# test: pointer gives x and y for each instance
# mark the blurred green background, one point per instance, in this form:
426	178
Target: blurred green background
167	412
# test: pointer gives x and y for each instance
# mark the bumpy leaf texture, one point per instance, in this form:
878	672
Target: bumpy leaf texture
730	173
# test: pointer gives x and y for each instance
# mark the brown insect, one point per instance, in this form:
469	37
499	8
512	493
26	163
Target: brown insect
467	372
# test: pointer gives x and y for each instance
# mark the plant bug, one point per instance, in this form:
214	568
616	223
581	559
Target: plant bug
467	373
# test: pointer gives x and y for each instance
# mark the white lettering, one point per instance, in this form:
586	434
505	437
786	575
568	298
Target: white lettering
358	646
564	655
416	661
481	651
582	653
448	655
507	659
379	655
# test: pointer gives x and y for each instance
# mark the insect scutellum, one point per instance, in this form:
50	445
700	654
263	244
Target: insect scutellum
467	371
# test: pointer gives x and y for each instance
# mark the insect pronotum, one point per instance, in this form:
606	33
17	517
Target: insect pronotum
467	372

| Görev Tanımı |
Yukarıdaki verilerin bütün satırlarını, hiçbirini atlamadan ve değiştirmeden aynen yazın.

| Görevin Yanıtı |
# test: pointer gives x and y for each instance
# mark the blurred green background, one point per instance, in this form:
426	178
Target: blurred green background
167	412
# test: pointer gives x and y for each instance
# mark the bumpy leaf texture, one point per instance, in this form:
878	672
Target: bumpy leaf texture
730	173
# test: pointer gives x and y for each instance
# mark the brown insect, one point per instance, in this form:
469	37
499	8
512	493
26	163
Target: brown insect
467	372
# test: pointer gives x and y for each instance
# mark the plant bug, one point per instance, in this form:
214	568
616	223
581	559
Target: plant bug
467	373
# test: pointer gives x and y for each instance
# mark the white lettering, one point per instance, in this form:
586	434
505	437
786	575
568	298
Target: white lettering
358	646
564	655
416	661
481	651
582	653
448	655
507	659
379	655
# test: pointer gives x and y for each instance
# mark the insect scutellum, one point per instance, in this form:
50	445
700	654
263	244
Target: insect scutellum
467	371
# test: pointer gives x and y for each instance
# mark the insect pronotum, one point per instance, in this form:
606	33
17	517
Target: insect pronotum
467	372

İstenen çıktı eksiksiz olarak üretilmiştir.